INSTRUCTIONS FOR THE TASK:
Copy the records below word for word, starting with the line that contains "the form [284,611]." and going on through the line that contains "Target: jungle vegetation", both lines included.

Saved data entries:
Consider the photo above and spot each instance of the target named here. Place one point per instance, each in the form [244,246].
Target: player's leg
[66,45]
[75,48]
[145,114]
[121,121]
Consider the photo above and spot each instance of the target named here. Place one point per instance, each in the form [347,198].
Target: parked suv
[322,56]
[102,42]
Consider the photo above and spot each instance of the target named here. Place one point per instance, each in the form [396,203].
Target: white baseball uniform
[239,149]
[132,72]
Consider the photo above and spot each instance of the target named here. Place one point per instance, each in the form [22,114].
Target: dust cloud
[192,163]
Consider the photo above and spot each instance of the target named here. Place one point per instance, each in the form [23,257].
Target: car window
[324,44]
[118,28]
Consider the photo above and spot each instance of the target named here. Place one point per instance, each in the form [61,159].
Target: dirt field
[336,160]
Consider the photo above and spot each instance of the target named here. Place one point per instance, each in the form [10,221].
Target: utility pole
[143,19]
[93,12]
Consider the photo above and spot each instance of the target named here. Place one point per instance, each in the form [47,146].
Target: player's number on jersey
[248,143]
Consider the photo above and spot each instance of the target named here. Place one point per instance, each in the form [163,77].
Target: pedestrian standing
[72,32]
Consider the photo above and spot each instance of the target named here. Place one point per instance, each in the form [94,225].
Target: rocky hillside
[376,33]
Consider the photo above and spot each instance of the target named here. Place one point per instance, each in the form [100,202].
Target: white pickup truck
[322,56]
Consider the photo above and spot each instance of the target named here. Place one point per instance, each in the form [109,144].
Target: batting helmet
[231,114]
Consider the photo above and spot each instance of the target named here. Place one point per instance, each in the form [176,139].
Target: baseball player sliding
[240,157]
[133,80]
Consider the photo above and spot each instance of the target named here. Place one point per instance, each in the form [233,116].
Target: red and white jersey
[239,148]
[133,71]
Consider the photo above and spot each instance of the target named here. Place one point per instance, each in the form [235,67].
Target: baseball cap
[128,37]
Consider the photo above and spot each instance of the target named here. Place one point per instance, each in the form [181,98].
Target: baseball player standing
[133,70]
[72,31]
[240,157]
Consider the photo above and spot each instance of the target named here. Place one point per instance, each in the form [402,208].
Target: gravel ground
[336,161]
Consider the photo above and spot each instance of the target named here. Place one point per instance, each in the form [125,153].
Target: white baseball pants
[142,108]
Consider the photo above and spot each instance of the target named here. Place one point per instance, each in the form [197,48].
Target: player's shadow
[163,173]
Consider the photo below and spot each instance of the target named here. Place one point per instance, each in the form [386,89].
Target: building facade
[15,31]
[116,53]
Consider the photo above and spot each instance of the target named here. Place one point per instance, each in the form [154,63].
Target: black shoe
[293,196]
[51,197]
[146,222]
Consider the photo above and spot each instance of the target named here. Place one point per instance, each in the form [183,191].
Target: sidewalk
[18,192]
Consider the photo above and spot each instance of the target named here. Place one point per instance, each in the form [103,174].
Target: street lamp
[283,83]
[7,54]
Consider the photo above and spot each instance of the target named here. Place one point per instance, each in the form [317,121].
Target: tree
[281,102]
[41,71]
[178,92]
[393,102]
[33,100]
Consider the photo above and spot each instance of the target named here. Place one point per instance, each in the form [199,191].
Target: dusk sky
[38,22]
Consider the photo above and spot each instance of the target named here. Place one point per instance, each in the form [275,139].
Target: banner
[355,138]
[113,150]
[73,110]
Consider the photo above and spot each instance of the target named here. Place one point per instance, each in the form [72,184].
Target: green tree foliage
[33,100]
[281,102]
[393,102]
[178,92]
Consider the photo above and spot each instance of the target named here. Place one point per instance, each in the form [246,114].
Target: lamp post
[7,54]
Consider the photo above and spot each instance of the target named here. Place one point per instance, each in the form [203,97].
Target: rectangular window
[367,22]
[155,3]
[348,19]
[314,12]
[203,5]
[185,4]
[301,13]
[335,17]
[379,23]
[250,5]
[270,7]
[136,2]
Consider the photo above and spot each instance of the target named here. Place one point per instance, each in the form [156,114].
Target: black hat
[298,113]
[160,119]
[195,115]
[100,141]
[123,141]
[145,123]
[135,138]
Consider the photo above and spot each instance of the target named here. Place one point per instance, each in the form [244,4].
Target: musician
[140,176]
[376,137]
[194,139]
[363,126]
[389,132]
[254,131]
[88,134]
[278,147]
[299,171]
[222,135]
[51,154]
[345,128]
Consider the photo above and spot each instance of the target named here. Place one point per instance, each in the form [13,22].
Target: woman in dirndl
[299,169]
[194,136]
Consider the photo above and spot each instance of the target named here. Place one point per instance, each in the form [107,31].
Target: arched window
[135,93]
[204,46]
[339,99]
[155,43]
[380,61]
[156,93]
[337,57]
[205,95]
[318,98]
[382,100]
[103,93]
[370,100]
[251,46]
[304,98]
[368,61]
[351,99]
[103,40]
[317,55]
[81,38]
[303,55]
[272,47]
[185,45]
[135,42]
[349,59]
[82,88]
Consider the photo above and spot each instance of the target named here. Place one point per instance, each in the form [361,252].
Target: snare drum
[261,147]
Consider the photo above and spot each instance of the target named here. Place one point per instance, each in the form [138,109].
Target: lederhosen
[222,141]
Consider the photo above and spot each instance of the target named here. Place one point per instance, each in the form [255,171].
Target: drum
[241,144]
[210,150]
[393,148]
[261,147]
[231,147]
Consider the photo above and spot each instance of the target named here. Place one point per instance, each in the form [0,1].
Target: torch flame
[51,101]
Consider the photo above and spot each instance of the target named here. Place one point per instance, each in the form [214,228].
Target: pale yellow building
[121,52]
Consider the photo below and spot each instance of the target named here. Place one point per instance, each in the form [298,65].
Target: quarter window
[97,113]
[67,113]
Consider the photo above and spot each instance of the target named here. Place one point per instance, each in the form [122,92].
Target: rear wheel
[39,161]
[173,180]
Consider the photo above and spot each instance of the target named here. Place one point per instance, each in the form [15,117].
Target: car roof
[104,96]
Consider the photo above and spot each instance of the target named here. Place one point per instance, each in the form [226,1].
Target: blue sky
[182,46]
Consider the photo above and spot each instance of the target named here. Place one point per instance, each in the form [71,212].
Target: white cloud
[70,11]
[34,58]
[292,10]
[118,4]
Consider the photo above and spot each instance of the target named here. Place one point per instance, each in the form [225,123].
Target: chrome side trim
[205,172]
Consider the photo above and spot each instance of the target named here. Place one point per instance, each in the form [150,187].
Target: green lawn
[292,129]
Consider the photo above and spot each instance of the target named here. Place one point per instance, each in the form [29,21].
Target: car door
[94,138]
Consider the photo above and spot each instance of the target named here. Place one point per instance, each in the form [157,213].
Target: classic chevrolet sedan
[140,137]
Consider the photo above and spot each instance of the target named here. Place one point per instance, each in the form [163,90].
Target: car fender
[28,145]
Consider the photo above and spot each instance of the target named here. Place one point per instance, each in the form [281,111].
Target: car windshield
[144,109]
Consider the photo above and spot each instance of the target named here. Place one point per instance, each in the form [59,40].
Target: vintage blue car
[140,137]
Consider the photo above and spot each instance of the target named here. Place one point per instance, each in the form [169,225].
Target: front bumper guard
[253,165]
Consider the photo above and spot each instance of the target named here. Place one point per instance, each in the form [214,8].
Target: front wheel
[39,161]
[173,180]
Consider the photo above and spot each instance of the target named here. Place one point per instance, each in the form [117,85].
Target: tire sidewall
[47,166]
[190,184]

--

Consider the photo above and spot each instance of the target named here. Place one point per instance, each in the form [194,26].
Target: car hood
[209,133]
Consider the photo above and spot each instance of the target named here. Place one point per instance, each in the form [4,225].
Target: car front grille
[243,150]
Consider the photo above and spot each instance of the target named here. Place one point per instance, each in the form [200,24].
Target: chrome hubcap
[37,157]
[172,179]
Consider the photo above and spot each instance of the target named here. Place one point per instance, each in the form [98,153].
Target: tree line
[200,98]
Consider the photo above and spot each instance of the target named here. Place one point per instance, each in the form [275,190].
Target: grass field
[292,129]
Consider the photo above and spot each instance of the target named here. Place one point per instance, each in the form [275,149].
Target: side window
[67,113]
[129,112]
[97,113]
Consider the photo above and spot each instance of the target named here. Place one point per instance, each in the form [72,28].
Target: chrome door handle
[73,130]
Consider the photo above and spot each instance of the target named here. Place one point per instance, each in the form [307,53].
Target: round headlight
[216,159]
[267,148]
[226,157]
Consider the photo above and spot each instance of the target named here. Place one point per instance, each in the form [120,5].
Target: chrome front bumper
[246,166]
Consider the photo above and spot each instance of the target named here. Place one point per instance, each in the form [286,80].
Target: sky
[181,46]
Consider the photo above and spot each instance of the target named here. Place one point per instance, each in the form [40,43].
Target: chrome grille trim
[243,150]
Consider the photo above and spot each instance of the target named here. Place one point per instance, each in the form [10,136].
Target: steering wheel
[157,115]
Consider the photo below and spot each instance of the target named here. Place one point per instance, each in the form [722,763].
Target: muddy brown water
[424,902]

--

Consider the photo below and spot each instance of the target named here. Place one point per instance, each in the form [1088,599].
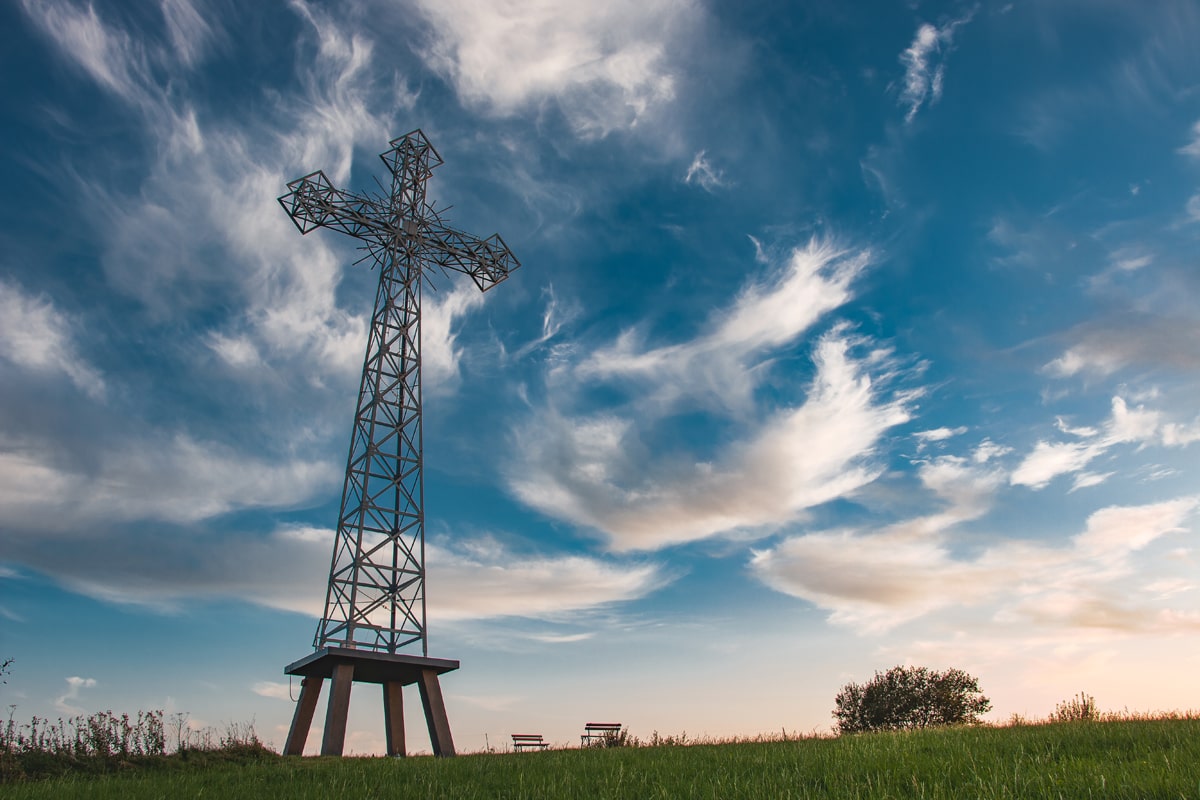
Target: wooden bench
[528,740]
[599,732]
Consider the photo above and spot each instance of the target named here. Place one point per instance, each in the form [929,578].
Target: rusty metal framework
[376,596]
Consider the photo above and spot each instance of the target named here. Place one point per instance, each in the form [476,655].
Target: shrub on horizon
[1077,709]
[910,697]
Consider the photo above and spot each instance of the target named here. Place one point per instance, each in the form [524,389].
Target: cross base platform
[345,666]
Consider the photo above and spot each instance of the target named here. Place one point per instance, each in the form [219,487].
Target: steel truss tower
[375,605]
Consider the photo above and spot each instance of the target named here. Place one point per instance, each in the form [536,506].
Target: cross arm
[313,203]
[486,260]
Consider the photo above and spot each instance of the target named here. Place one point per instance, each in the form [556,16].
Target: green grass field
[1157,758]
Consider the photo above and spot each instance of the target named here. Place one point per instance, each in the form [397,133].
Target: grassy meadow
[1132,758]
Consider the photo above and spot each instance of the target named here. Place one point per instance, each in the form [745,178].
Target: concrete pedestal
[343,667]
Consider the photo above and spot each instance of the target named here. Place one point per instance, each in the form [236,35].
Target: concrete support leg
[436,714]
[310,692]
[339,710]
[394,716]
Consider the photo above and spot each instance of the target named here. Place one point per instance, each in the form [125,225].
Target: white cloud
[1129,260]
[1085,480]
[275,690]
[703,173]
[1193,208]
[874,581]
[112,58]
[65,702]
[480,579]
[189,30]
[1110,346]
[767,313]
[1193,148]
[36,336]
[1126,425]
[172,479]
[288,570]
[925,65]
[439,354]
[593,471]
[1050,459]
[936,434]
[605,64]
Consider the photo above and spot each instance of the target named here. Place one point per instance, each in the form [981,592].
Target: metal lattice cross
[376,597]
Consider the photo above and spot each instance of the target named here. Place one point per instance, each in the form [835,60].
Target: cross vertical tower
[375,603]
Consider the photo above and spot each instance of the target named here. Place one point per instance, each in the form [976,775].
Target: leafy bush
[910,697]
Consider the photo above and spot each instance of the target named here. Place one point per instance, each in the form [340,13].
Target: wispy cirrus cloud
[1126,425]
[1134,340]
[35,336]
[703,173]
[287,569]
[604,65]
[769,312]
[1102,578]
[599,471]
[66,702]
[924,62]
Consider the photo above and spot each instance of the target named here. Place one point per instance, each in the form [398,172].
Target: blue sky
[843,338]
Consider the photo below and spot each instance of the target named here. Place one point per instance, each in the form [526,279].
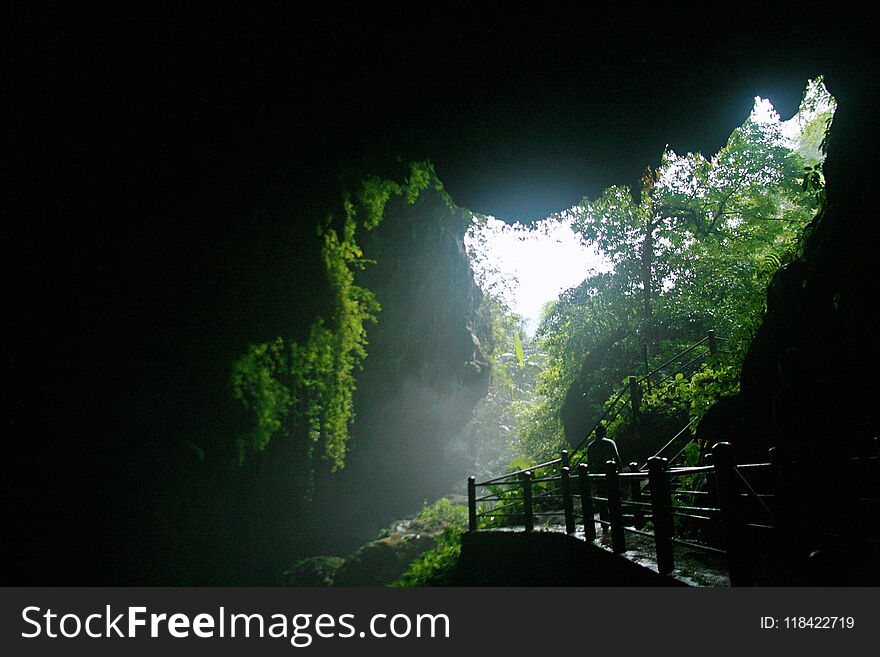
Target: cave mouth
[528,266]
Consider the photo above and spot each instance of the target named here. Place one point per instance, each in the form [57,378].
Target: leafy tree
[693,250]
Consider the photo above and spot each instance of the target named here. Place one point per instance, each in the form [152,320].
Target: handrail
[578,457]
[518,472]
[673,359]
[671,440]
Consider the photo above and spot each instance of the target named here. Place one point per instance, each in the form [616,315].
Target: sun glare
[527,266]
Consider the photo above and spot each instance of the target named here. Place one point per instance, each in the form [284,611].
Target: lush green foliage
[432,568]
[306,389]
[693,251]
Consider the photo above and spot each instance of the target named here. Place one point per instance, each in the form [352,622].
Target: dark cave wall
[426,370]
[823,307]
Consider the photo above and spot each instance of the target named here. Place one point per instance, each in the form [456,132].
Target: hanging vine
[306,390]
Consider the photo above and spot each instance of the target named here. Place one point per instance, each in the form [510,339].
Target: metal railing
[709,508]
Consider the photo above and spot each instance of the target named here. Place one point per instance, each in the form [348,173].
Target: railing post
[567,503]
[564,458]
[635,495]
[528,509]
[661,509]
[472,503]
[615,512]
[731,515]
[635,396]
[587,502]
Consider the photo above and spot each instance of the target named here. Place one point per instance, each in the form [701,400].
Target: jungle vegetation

EXERCISE RESULT:
Consider the photo above and spot each instance of the target named here. Place one point per instance, each in the form [284,611].
Target: lush green foliage
[432,568]
[306,389]
[693,251]
Consider the photo above and spot each instance of the target named here. Place one point per instance, each in the form [352,622].
Target: dark cave wall
[426,370]
[823,307]
Consider the photo above and spot each instance of the target named here. Place one point per instance, each in the form [456,132].
Target: hanging vine
[306,390]
Consider the photo above and spot each instance of the target named here. Place one point per instance, each in the form [510,339].
Target: metal railing
[709,508]
Consider the photo above and spot each instance of the target named here. Place one point per instance, each in the form [348,173].
Target: railing post
[567,503]
[564,458]
[635,495]
[528,509]
[661,509]
[472,503]
[615,512]
[731,515]
[635,396]
[587,502]
Consider the photo above and spot each instance of the target named here. Place one point per instance, each in the form [701,400].
Target: jungle vegetation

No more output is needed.